**What is being asked**
In the MedAware abstract below, why does the system use logprob-based continuous scoring with quantile calibration? Answer in one to three sentences.

**Passage to read**

★ ★ ★

MedAware at MEDIQA-EVAL 2026: Vision-Language Model Fine-Tuning with Logprob-Based Score Calibration for Medical Response Evaluation

Proceedings of the 8th Workshop on Clinical Natural Language Processing (Clinical NLP) @ LREC 2026

Abstract

We present MedAware, our MEDIQA-EVAL 2026 system for predicting human ratings of medical QA responses from text and images. We fine-tune Qwen3-VL models (4B/8B/32B) with supervised fine-tuning (SFT), and study GRPO as an optional second stage under both LoRA and full-parameter settings. To handle severe label skew and unstable correlation metrics, we use logprob-based continuous scoring with quantile calibration, converting token probabilities into calibrated metric scores without retraining. This reduces prediction collapse on skewed dimensions and improves metric stability in both English and Chinese. The approach follows the official reference-based shared-task setup and is designed to produce meaningful metric estimates even under extreme class imbalance. In the official shared-task submission setting (8B-LoRA SFT with discrete scoring), our system ranked 3rd on English and 1st among participants on Chinese. Separately, in post-competition offline re-evaluations with logprob scoring, the best tested configuration reaches 0.449 EN-ALL and 0.308 ZH-ALL, while SFT initialization remains critical for effective GRPO.

★ ★ ★

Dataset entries
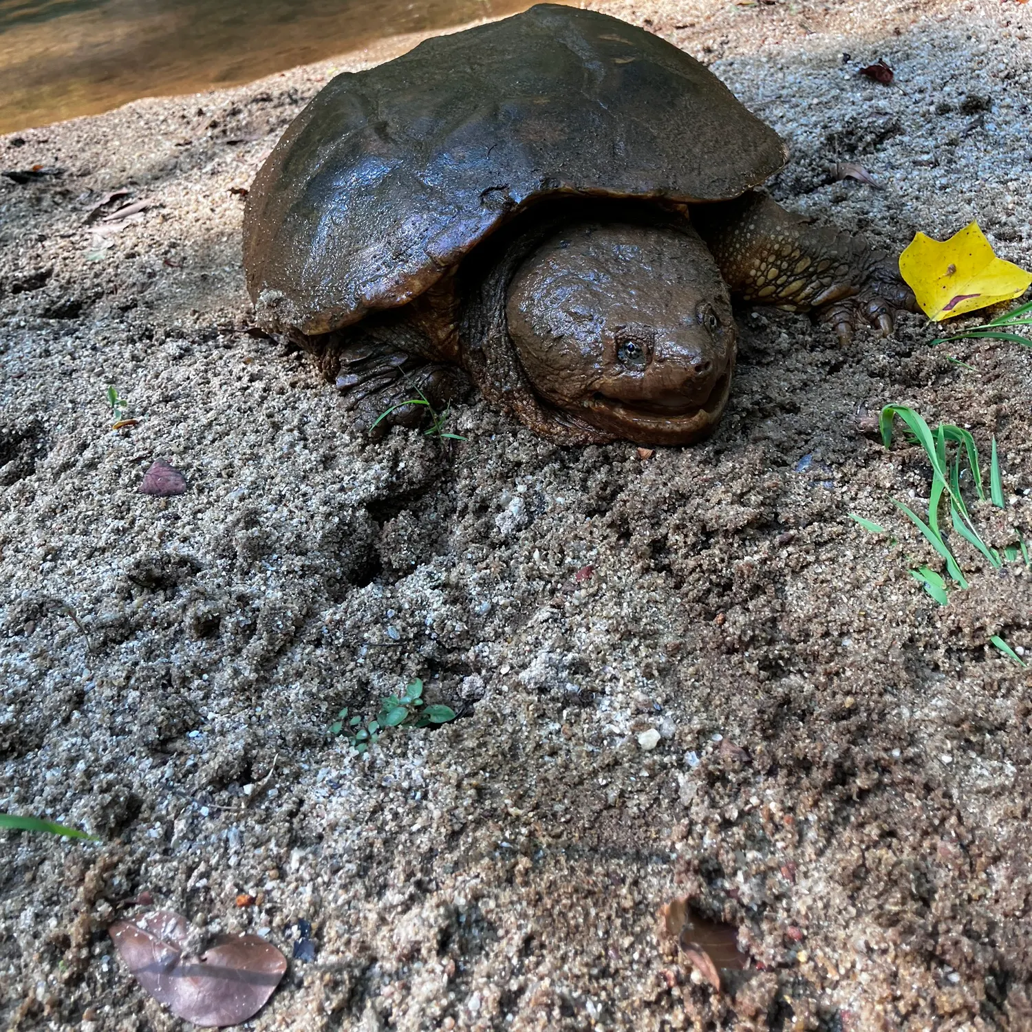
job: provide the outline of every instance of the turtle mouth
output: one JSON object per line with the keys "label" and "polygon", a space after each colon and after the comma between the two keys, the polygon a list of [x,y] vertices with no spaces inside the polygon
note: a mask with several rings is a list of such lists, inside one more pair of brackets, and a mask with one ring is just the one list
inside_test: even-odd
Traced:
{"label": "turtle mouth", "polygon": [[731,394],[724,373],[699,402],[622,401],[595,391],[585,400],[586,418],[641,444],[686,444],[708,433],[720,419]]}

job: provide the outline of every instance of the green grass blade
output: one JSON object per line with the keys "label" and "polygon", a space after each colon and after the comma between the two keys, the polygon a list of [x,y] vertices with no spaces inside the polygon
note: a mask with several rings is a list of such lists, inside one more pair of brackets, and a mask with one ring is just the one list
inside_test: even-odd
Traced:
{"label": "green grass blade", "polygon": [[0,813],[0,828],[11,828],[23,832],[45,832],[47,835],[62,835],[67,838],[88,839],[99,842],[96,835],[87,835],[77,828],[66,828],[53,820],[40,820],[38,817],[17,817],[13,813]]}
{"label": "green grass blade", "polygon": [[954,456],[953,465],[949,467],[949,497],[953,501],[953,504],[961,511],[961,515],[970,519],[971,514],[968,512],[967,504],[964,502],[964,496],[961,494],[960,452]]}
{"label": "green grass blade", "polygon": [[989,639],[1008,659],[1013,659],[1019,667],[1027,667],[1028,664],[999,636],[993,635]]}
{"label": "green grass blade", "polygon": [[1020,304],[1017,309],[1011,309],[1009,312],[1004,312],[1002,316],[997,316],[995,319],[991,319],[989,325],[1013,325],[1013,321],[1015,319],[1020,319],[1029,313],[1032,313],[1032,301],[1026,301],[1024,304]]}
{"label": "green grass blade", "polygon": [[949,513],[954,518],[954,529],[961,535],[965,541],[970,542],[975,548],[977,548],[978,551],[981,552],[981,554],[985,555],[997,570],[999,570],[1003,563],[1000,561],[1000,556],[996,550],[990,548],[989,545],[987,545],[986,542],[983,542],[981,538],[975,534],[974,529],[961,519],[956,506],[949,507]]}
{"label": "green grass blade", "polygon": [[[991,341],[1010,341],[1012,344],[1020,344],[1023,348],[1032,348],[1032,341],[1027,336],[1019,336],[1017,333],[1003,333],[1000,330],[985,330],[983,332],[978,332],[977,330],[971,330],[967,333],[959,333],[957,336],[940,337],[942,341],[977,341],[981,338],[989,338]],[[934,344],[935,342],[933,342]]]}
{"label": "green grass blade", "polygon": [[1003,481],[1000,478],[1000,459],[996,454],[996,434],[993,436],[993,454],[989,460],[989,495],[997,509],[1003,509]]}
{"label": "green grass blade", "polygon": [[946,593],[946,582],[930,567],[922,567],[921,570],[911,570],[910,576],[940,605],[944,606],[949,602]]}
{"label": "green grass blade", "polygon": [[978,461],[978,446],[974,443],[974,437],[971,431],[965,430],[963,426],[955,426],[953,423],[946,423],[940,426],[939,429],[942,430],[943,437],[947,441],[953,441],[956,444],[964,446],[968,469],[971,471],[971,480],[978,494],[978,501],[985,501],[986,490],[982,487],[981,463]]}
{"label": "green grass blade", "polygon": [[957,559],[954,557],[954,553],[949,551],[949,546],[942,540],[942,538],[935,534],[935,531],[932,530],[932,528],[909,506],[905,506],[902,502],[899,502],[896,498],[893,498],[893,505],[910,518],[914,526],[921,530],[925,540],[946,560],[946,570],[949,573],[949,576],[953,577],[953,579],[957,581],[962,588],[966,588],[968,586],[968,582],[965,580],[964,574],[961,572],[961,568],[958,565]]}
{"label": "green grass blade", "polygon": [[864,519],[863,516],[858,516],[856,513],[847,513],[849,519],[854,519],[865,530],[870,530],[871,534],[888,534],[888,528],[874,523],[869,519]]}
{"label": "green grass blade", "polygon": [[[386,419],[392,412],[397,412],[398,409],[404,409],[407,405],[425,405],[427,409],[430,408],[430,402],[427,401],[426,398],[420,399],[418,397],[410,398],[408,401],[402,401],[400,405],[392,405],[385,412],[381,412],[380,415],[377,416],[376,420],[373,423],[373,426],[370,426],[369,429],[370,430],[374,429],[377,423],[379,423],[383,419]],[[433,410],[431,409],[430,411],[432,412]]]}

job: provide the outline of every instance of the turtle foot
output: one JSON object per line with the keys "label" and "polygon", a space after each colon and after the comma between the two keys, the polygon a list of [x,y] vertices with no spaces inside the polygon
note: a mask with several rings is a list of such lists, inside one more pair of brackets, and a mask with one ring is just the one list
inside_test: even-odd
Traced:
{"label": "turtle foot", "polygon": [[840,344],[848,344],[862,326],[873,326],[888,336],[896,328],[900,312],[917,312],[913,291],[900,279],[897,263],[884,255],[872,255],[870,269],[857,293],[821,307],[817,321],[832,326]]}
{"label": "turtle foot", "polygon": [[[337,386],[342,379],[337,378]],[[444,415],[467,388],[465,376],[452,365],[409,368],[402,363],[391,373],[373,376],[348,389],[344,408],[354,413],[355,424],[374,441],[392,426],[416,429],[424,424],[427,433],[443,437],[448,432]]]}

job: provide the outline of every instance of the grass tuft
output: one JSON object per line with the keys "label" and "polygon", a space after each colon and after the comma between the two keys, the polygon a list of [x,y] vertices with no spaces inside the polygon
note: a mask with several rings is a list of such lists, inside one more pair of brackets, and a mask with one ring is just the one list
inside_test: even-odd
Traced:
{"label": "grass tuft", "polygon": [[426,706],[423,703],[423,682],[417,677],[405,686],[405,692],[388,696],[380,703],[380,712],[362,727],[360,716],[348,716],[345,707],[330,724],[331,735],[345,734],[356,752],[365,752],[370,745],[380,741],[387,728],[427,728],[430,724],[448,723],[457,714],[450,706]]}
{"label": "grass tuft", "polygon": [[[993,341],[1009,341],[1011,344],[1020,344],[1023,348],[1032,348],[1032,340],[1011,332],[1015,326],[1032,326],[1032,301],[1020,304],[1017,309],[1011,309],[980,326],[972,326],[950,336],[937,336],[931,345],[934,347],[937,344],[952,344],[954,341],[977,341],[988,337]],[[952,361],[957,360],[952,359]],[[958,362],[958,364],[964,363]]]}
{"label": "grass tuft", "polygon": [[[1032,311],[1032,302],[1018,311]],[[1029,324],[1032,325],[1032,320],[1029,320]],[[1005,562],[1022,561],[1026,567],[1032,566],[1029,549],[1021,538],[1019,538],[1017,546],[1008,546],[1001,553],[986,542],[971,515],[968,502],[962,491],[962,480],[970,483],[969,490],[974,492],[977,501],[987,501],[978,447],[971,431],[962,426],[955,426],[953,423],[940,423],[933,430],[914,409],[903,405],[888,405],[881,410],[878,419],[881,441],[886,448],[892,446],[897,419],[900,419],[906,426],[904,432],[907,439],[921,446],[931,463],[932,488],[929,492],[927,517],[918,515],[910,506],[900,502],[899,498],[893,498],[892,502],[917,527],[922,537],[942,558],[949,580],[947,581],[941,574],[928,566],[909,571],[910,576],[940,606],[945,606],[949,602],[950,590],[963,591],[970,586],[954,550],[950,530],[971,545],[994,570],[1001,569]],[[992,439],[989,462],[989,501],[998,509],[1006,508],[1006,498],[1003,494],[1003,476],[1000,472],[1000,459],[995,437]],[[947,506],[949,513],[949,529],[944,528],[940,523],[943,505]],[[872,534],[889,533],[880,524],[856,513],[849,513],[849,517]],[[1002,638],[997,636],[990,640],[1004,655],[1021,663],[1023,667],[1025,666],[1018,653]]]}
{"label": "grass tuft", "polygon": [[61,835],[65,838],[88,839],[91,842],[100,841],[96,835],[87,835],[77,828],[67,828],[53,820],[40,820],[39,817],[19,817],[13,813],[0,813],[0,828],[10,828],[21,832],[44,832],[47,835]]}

★ ★ ★

**Your solution**
It is used to handle severe label skew and unstable correlation metrics. It turns token probabilities into calibrated metric scores without retraining. This reduces prediction collapse on skewed dimensions and improves metric stability in both English and Chinese.